(Study text begins)

# Vet thinks pup might have mild patellar laxicity



## parakiss (Jun 5, 2012)

Well, this is my first time owning a chi. He's 8 weeks and I just took him to his first vet exam and first round of puppy shots. The vet said he looks like he might have mild patellar laxity, but that she's still not sure, but that she'll be able to tell when he's about six months. Should I be worried? I didn't notice anything wrong with the way he walks or runs, but the vet and other people have made comments that he walks like a little pitbull or bulldog:/


----------



## susan davis (Mar 25, 2011)

That's a little young to be diagnosed. Let her/him grow up a little. There isn't much you can do unless he is in pain. Just watch him. Sue


----------



## OzChi (Oct 26, 2011)

I'm hoping you have a health guarantee from the breeder. It is a bit young to be diagnosed but I would speak to your breeder and at least let them know. The parents should not be bred again if your puppy has LP and a good breeder would wait to see the diagnosis on your pup before breeding again from the parents.

Why do I feel like all we are talking about on the forum lately is bad breeding and the associated problems? It's so annoying because it is largely preventable if due diligence is taken and people aren't just in it for the money!


----------



## rainrork (Mar 22, 2012)

I had Reggie at the vet a few months back because he would not put any weight on his left back leg for several days and then he began using it occasionally. Within a week he was walking on all fours as if nothing was wrong. I took him after 2 days of no weight bearing, the vet said it usually slips back into place. If it does not then he might require surgery. He has not shown any signs of pain since that visit. Reggie does walk a bit bowed legged, but he does not have any problems walking or show signs of pain. So I am hoping that he will not have any more problems. He is due for his annual visit. I talk to the vet about it and report back here. In the meantime, I agree with Susan - it is young for a diagnosis so just watch as he grows. Don't worry!

(Study text ends)
(Raw data begins)

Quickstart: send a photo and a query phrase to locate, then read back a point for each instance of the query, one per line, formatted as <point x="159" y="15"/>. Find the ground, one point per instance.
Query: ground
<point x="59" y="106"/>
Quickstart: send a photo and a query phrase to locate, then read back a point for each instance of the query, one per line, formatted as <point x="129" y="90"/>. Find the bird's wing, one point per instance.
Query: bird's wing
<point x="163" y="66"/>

(Raw data ends)

Reproduce, word for word, the passage of the patellar laxity thread that opens with "I'm hoping you" and closes with "(Mar 22, 2012)".

Your solution:
I'm hoping you have a health guarantee from the breeder. It is a bit young to be diagnosed but I would speak to your breeder and at least let them know. The parents should not be bred again if your puppy has LP and a good breeder would wait to see the diagnosis on your pup before breeding again from the parents.

Why do I feel like all we are talking about on the forum lately is bad breeding and the associated problems? It's so annoying because it is largely preventable if due diligence is taken and people aren't just in it for the money!


----------



## rainrork (Mar 22, 2012)